START Text excerpt

Court records in New Jersey show a charge of endangering the welfare of a child in May 2004. He was accused of driving recklessly with one of his children in the car, but he said it was because of a seizure. The charge was dismissed two months later.
There is a possession of marijuana charge from August 2004. Guilty.
In the last few years, he has been sued by Jersey Shore Anesthesia, Jersey Shore University Medical Center and the state’s Department of Motor Vehicles. The judgment amounts range from $2,700 to $19,440. The cases are open.
Fisher has sued him three times this year for nonpayment of child support.
Bam Bam owes $8,909.
“He did pay something this year, but he’s not paying like he should,” said Monmouth County probation officer Charlotte Shaw. “If he was here, I’d do a bench warrant.”
Goodman, Bam Bam’s agent, talked last month about how his client still could make $800 to $1,000 a night.

END Text excerpt

What you have to do ▸ Could you retype the passage about the court records word for word, starting at the words "There is a possession" and stopping after "cases are open."?

START Data under study

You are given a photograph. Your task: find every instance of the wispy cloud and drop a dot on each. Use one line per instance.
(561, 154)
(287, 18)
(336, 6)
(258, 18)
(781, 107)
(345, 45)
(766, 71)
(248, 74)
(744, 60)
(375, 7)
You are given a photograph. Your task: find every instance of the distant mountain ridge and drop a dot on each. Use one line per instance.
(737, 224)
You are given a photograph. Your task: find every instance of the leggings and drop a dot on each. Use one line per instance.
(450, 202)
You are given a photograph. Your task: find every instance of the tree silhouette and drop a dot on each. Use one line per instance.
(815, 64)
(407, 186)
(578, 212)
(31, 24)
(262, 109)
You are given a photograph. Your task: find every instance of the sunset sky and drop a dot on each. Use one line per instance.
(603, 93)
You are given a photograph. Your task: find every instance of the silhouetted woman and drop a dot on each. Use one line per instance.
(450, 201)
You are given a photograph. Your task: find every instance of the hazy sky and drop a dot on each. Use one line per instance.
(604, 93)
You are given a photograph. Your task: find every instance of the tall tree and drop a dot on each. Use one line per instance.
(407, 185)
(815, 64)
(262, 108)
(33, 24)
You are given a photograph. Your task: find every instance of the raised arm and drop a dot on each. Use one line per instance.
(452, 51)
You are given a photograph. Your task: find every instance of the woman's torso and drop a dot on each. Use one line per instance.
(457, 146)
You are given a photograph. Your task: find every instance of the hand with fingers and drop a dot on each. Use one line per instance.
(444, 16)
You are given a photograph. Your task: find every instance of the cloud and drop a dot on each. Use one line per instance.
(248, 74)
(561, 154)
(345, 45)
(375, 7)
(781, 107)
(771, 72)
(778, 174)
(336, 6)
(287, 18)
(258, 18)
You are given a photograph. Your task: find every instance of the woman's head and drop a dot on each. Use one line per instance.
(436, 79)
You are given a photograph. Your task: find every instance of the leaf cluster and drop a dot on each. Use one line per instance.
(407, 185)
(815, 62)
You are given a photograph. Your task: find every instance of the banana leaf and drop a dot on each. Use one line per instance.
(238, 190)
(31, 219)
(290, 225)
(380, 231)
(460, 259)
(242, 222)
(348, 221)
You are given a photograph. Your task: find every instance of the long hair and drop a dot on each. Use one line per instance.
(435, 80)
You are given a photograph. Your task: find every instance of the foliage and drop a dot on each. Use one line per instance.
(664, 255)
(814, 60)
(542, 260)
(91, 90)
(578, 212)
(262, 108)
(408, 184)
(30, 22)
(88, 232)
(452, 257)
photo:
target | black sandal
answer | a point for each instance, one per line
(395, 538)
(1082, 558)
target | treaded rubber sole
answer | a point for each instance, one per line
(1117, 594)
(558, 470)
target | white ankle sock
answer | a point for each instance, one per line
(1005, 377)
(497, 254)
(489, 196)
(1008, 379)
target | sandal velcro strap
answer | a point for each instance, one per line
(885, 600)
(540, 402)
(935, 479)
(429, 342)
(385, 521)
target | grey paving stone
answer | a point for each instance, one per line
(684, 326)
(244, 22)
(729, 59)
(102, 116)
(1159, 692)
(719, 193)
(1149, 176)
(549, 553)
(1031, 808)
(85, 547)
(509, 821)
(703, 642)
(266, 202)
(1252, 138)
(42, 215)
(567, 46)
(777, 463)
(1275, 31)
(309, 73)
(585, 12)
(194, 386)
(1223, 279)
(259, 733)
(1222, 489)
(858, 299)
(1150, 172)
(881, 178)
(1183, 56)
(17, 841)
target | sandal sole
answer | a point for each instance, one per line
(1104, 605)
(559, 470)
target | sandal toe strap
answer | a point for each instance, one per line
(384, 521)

END Data under study

Final answer ▸
There is a possession of marijuana charge from August 2004. Guilty.
In the last few years, he has been sued by Jersey Shore Anesthesia, Jersey Shore University Medical Center and the state’s Department of Motor Vehicles. The judgment amounts range from $2,700 to $19,440. The cases are open.